- [Text block]
Efficient and eco-friendly drive technologies
Google is another Internet giant that is developing a self-driving car. Controlled by a computer, the prototypes have travelled some 1.6 million kilometres. Total number of accidents: 12. According to Google, none of them were their fault. In the race to achieve efficient mobility, however, a completely different player leads the field at the moment. At Tesla Motors, Inc. the South African-born Elon Musk is producing electrically powered serial-production sports cars. For its zero-emission vehicles with a range of more than 400 kilometres, Tesla was named the world’s most innovative company by the American business magazine Forbes in 2015. All of Musk’s business experience has been channelled into the project. The entrepreneur, investor and inventor was known to the general public as an Internet services provider, especially with the payment service PayPal, and the establishment of the solar power company SolarCity. Tesla’s decisions, some of which met with consternation in the classic automotive industry, must also be considered against that background. With his roots in the new economy, Musk recently released his patents, in order to force the free development of electric vehicles. Utterly foolish, as far as the industry is concerned. For a long time, Musk was ridiculed for having done it, and few took him very seriously. The Model S, a four-door luxury saloon with up to 422 hp (310 kW), would not have made it off the production line without Daimler know-how to overcome some of the major difficulties. The Stuttgart-based automaker received a 9% share of Tesla (later reduced to 4%), and in exchange Professor Thomas Weber, member of Daimler’s Board of Management responsible for R&D, sent former McKinsey consultant Jérôme Guillen and a handful of other employees to Tesla, in order to help them get the electric motor drive technology off to a successful start in serial production. Despite all the prophecies of doom, actions like these have enabled Musk to sail clear of the rocks in his path.

- [Written problem 1] Reproduce the entries verbatim, starting at their first line and stopping after the line that contains "210 184 L 209".

- [Dataset]
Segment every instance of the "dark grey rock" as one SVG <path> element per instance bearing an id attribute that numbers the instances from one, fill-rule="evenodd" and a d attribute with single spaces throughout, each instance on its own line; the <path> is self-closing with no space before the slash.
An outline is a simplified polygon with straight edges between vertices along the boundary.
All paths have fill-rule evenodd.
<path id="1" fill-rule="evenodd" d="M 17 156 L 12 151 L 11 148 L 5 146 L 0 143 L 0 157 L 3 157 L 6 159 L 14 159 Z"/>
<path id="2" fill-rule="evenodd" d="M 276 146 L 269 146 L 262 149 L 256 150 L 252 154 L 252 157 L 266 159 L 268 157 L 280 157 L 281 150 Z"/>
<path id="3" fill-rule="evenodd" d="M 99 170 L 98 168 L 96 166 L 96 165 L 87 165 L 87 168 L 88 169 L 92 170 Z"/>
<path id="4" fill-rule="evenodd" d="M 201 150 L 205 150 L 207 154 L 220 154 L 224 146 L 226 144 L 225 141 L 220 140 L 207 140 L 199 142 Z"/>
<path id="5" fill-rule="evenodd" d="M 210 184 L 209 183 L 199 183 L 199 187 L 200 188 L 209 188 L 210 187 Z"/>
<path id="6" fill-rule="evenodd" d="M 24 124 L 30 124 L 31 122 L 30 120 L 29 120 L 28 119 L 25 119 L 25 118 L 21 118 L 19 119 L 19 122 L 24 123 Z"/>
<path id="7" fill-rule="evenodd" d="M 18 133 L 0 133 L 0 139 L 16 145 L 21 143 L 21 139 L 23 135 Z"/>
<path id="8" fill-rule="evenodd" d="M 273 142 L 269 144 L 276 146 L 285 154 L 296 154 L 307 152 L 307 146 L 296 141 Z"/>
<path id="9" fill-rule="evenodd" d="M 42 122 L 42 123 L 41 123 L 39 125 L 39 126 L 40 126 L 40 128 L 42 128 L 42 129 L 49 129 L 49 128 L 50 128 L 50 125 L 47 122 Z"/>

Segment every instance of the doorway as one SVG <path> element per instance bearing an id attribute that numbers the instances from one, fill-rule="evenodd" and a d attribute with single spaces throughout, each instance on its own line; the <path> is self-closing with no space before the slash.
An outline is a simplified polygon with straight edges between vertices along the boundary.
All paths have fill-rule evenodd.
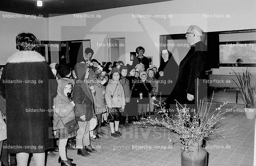
<path id="1" fill-rule="evenodd" d="M 111 38 L 108 39 L 109 61 L 122 61 L 125 62 L 125 38 Z"/>
<path id="2" fill-rule="evenodd" d="M 73 40 L 68 41 L 69 46 L 69 55 L 67 57 L 67 63 L 69 63 L 71 68 L 77 63 L 82 61 L 84 49 L 91 48 L 90 39 Z"/>

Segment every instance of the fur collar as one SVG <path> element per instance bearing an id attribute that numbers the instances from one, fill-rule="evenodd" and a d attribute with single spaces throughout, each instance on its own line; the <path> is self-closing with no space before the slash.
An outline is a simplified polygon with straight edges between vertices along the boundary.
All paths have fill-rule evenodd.
<path id="1" fill-rule="evenodd" d="M 16 52 L 8 58 L 7 62 L 20 63 L 45 61 L 45 58 L 39 53 L 33 51 L 21 51 Z"/>

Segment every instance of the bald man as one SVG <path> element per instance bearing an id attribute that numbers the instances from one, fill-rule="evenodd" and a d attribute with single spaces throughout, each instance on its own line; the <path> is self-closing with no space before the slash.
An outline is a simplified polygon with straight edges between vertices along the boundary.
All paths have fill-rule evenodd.
<path id="1" fill-rule="evenodd" d="M 177 92 L 176 96 L 178 97 L 178 100 L 182 104 L 195 103 L 195 100 L 196 100 L 195 81 L 197 81 L 197 78 L 202 79 L 204 76 L 206 49 L 201 41 L 202 32 L 198 26 L 191 25 L 186 33 L 186 37 L 191 48 L 180 64 L 175 88 Z M 200 98 L 199 97 L 199 101 L 202 99 Z"/>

- [Written problem 2] Extend the passage on Tesla and efficient drive technologies, picking up after its final sentence.

- [Exercise answer 1]
Segment every instance of the "dark grey rock" as one SVG <path> element per instance bearing an id attribute that numbers the instances from one, fill-rule="evenodd" and a d attribute with single spaces throughout, each instance on its own line; the <path> is self-closing with no space before the slash.
An outline is a simplified polygon with straight edges between vertices along the boundary.
All paths have fill-rule evenodd.
<path id="1" fill-rule="evenodd" d="M 17 156 L 12 151 L 11 148 L 5 146 L 0 143 L 0 157 L 3 157 L 6 159 L 14 159 Z"/>
<path id="2" fill-rule="evenodd" d="M 276 146 L 269 146 L 262 149 L 256 150 L 252 154 L 252 157 L 266 159 L 268 157 L 280 157 L 281 150 Z"/>
<path id="3" fill-rule="evenodd" d="M 99 170 L 98 168 L 96 166 L 96 165 L 87 165 L 87 168 L 88 169 L 92 170 Z"/>
<path id="4" fill-rule="evenodd" d="M 201 150 L 205 150 L 207 154 L 220 154 L 224 146 L 226 144 L 225 141 L 220 140 L 207 140 L 199 142 Z"/>
<path id="5" fill-rule="evenodd" d="M 210 184 L 209 183 L 199 183 L 199 187 L 200 188 L 209 188 L 210 187 Z"/>

- [Exercise answer 2]
Meanwhile the assistance is no longer needed and Daimler has long since relinquished its holdings in Tesla. The visible result of Daimler’s California commitment is an electrified B-Class, the electric drive components of which still originate from Tesla. For Daimler, however, their compact car is only an intermediate step along the path to establishing a more efficient and also eco-friendly drive technology. At the competitor BMW, the new eco-friendly era is likewise in high gear. “Individual mobility and its industrialisation are experiencing radical technological change”, observes Manfred Poschenrieder, Spokesperson Innovation and Technology for the Bavarian automaker. BMW assumes that the automobile and its associated technologies will undergo more changes over the course of the next ten years than they did during the previous 50 years.